◆ Work to complete:
Below are records; transcribe each one exactly.

Stored dataset items:
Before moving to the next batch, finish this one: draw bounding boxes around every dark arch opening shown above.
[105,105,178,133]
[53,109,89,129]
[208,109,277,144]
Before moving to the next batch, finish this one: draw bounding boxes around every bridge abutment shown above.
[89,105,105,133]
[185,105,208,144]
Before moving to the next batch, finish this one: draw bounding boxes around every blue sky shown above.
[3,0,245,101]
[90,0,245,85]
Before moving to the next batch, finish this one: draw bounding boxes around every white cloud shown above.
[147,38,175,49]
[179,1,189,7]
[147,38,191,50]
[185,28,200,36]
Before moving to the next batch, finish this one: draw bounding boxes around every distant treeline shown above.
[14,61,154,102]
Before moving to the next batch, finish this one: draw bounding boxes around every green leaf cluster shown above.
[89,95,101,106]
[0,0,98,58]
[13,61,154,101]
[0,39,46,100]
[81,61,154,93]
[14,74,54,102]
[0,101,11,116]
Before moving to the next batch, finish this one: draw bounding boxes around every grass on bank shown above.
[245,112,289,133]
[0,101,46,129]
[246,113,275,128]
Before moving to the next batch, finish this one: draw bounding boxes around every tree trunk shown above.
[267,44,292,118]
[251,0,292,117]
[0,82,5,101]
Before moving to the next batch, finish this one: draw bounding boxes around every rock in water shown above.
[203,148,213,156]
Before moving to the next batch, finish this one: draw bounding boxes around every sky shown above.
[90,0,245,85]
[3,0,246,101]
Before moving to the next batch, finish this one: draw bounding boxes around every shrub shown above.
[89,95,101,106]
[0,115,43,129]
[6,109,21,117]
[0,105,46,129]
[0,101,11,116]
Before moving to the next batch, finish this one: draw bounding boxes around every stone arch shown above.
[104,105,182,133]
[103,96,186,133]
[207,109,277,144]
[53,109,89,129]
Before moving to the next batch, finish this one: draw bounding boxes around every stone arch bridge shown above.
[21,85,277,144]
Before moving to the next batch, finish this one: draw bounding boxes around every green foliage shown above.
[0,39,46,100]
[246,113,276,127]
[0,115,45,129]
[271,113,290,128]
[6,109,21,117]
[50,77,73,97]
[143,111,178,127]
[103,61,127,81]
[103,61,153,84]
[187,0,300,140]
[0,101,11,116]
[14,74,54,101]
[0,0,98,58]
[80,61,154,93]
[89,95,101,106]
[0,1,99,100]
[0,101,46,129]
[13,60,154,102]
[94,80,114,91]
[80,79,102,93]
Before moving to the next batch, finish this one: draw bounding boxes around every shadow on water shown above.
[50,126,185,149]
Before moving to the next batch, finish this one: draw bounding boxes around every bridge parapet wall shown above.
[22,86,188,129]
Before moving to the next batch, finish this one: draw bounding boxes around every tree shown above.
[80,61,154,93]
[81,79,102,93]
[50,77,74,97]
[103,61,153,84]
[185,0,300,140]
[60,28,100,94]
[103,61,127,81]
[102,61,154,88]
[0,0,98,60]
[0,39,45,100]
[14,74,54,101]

◆ Task answer:
Before moving to the next batch, finish this one: draw bounding boxes around every dark arch opening shown above.
[105,105,178,133]
[53,109,89,129]
[208,109,277,144]
Before moving to the next batch, finish this one: draw bounding boxes around every bridge abutment shown above.
[89,105,105,133]
[185,105,208,144]
Before moving to the next batch, finish this one: draw bounding boxes around every blue sky shown above.
[3,0,245,101]
[90,0,245,85]
Before moving to the next batch, finish this one: draw bounding boxes around every white cloud shown above.
[147,38,175,49]
[179,1,189,7]
[147,38,191,50]
[185,28,200,36]
Before moving to the next batch, finish this one: draw bounding boxes around every distant treeline shown above.
[14,61,154,102]
Before moving to the next batch, finish this one: draw bounding boxes around every green leaf cluster shown above.
[89,95,101,106]
[0,0,98,58]
[13,61,154,101]
[0,39,46,100]
[81,61,154,93]
[14,74,54,102]
[0,101,11,116]
Before moving to the next batch, finish this one: draw bounding boxes around every grass on bank shown above.
[245,112,289,133]
[0,101,46,129]
[246,113,275,128]
Before moving to the next batch, finish this one: draw bounding boxes around every tree trunk shown above.
[267,44,292,118]
[251,0,292,117]
[0,82,5,101]
Before moving to the next batch, finish this one: draw bounding boxes around every rock in water shown above.
[203,148,213,156]
Before moving to the next batch, finish this one: draw bounding boxes around every sky shown above.
[90,0,245,85]
[3,0,246,101]
Before moving to the next batch, finish this one: draw bounding boxes around every shrub shown above.
[89,95,101,106]
[0,115,43,129]
[6,109,21,117]
[0,105,46,129]
[0,101,11,116]
Before moving to the next batch, finish this one: draw bounding boxes around every stone arch shown above.
[104,105,182,133]
[103,96,186,133]
[207,109,277,144]
[53,109,89,129]
Before moving to the next batch, finish this one: draw bounding boxes around every stone arch bridge shown above.
[21,85,277,144]
Before moving to the next batch, finish this one: draw bounding boxes around every green foliage shown above.
[0,39,46,100]
[246,113,276,127]
[0,115,45,129]
[271,113,290,128]
[6,109,21,117]
[50,77,73,97]
[143,111,178,127]
[103,61,127,81]
[103,61,153,84]
[187,0,300,140]
[0,101,11,116]
[14,74,54,101]
[0,0,98,58]
[80,61,154,93]
[89,95,101,106]
[0,1,99,100]
[0,101,46,129]
[13,60,154,102]
[94,80,114,91]
[80,79,102,93]
Before moving to the next batch, finish this one: draw bounding boxes around every shadow on water shown above.
[50,126,185,149]
Before moving to the next batch, finish this one: draw bounding boxes around every bridge parapet wall shown above.
[22,86,188,129]
Before moving to the next batch, finish this one: draw bounding boxes around every tree shown above.
[80,61,154,93]
[81,79,102,93]
[50,77,74,97]
[103,61,153,84]
[185,0,300,140]
[60,28,100,94]
[103,61,127,81]
[102,61,154,88]
[0,0,98,60]
[0,39,45,100]
[14,74,54,101]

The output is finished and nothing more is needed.